◆ Aim of the task ◆
Look for the word "Output" in the material below. Copy each line that has it.

◆ Extracted material ◆
======

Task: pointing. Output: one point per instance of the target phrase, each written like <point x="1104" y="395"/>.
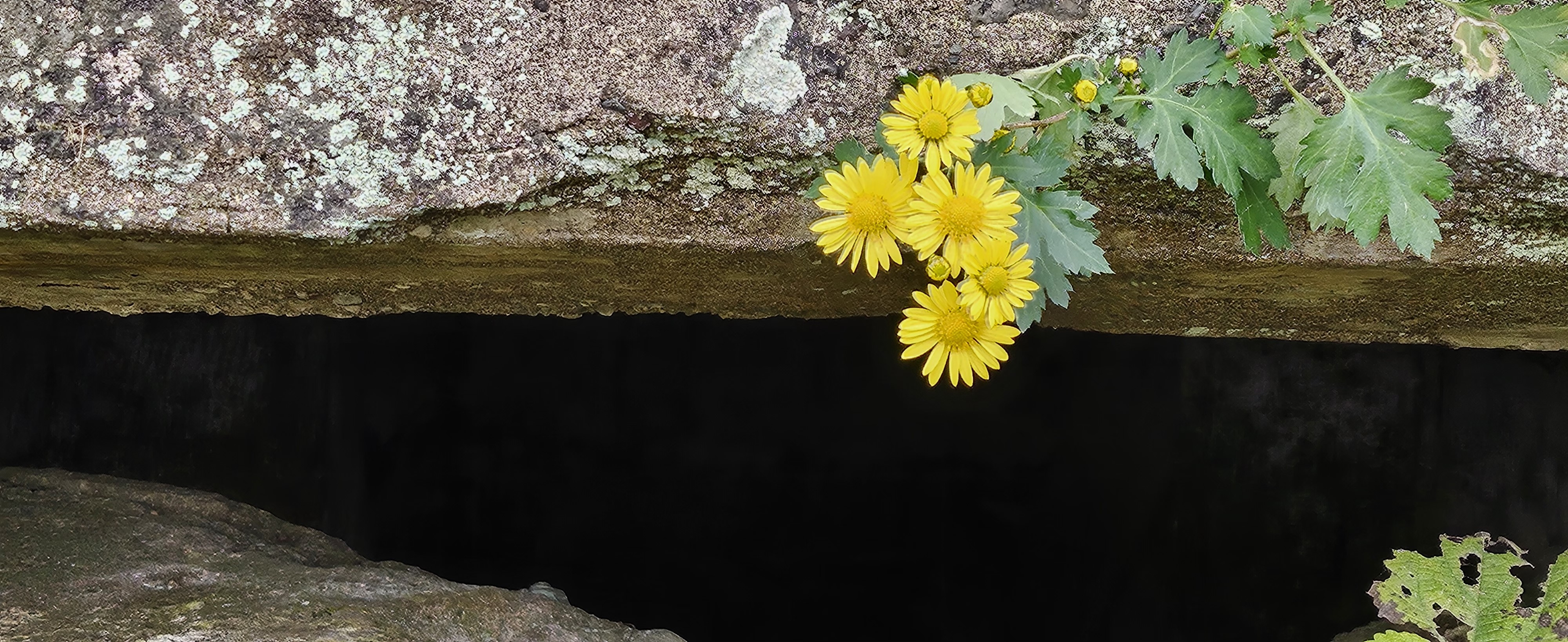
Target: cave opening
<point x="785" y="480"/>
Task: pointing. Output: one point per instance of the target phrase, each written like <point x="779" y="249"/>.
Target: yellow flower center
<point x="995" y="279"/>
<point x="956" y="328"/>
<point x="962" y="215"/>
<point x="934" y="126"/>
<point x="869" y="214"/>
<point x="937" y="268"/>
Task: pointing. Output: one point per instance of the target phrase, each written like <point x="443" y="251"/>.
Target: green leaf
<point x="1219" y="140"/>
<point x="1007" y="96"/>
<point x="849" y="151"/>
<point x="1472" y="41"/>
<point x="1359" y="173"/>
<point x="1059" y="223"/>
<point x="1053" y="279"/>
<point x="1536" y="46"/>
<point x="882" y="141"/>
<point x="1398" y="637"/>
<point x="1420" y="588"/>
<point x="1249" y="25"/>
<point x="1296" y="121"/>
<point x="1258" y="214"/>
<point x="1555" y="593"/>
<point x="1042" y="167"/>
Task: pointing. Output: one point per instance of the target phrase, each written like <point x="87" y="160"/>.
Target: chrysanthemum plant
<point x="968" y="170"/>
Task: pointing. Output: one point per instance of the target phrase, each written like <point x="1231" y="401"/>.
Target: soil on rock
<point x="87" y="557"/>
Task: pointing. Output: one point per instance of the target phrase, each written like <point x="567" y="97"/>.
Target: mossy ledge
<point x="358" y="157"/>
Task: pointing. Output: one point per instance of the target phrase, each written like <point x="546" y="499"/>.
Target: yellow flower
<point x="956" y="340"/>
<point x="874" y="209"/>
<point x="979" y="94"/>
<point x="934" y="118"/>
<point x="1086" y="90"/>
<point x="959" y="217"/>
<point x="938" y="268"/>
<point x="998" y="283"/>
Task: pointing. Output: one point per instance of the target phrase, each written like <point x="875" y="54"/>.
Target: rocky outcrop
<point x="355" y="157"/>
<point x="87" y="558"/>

======

◆ Exercise result ◆
Task: pointing. Output: one point per instance of the target phrase, each written like <point x="1104" y="395"/>.
Task: pointing. Output: one point per instance of the target phrase, each written like <point x="779" y="249"/>.
Task: pointing. Output: one point per instance of the target phrase, each written like <point x="443" y="251"/>.
Task: pointing. Output: one point per instance of the target phrase, each written like <point x="87" y="160"/>.
Task: pointing. Output: one point per instance of the target phrase, each written like <point x="1231" y="401"/>.
Task: pointing. Output: one point per instance of the target phrase, each written like <point x="567" y="97"/>.
Task: pointing. Output: one point per instance of the target phrase, each written like <point x="546" y="499"/>.
Task: pointing. Output: one point per instance of the target phrase, each written like <point x="875" y="54"/>.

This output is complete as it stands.